Rewrite the lines of these entries, substituting "upper-left corner" for every "top-left corner" and leaving everything else unchanged.

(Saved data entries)
============
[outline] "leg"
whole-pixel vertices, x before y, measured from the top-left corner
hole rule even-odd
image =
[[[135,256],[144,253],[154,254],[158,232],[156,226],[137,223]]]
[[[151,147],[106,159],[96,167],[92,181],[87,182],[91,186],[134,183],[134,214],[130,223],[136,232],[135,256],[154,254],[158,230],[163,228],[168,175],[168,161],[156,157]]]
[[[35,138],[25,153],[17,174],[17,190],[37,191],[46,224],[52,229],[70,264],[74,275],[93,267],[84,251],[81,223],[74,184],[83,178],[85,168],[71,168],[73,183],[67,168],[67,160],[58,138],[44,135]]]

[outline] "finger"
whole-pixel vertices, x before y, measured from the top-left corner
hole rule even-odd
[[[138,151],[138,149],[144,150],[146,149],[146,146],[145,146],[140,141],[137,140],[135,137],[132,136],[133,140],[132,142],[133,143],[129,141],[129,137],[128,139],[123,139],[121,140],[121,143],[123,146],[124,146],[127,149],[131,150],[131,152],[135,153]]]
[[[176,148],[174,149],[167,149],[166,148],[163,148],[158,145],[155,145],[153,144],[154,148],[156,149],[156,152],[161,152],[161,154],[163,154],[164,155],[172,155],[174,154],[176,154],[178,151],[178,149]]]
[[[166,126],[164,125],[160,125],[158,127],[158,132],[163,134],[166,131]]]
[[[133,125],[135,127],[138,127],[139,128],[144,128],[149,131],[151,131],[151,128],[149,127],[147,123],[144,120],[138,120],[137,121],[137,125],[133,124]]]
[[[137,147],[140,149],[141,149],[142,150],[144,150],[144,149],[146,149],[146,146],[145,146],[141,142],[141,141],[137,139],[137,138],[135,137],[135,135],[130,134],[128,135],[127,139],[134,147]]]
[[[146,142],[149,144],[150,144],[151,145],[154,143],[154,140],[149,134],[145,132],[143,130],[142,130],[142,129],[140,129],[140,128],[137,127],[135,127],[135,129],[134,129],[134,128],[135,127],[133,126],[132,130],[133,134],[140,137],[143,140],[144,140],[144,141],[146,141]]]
============
Exercise answer
[outline] "leg"
whole-pixel vertices, x before y, measured from the upper-left corner
hole rule even-odd
image =
[[[135,256],[144,253],[154,254],[158,232],[156,226],[137,223]]]
[[[151,147],[106,159],[96,167],[92,181],[87,182],[91,186],[134,183],[134,214],[130,223],[136,232],[135,256],[154,254],[158,230],[163,228],[168,175],[168,161],[156,157]]]
[[[35,138],[25,153],[17,174],[17,190],[37,191],[46,224],[52,229],[70,264],[74,275],[93,267],[84,251],[81,223],[74,184],[83,178],[85,168],[71,168],[73,183],[67,168],[67,160],[58,138],[44,135]]]

[outline] "finger"
whole-pixel vertices, x before y, measured from the upper-left corner
hole rule even-odd
[[[138,151],[138,149],[144,150],[146,149],[146,146],[145,146],[140,141],[137,140],[135,137],[132,136],[133,140],[132,142],[133,143],[129,141],[129,137],[128,139],[123,139],[121,140],[121,143],[123,146],[124,146],[127,149],[131,150],[131,152],[135,153]]]
[[[176,148],[174,149],[167,149],[166,148],[163,148],[158,145],[155,145],[153,144],[154,148],[156,149],[156,152],[161,152],[161,154],[163,154],[164,155],[172,155],[174,154],[176,154],[178,151],[178,149]]]
[[[166,126],[164,125],[160,125],[158,127],[158,132],[163,134],[166,131]]]
[[[133,125],[135,127],[138,127],[139,128],[144,128],[149,131],[151,131],[151,128],[149,127],[147,123],[144,120],[138,120],[137,121],[137,125],[133,124]]]
[[[137,147],[140,149],[141,149],[142,150],[144,150],[144,149],[146,149],[146,146],[145,146],[141,142],[141,141],[137,139],[137,138],[135,137],[135,135],[130,134],[128,135],[127,139],[134,147]]]
[[[146,142],[149,144],[150,144],[151,145],[154,143],[154,140],[149,134],[145,132],[143,130],[142,130],[142,129],[140,129],[140,128],[137,127],[135,127],[135,129],[134,129],[134,128],[135,127],[133,126],[132,130],[133,134],[140,137],[143,140],[144,140],[144,141],[146,141]]]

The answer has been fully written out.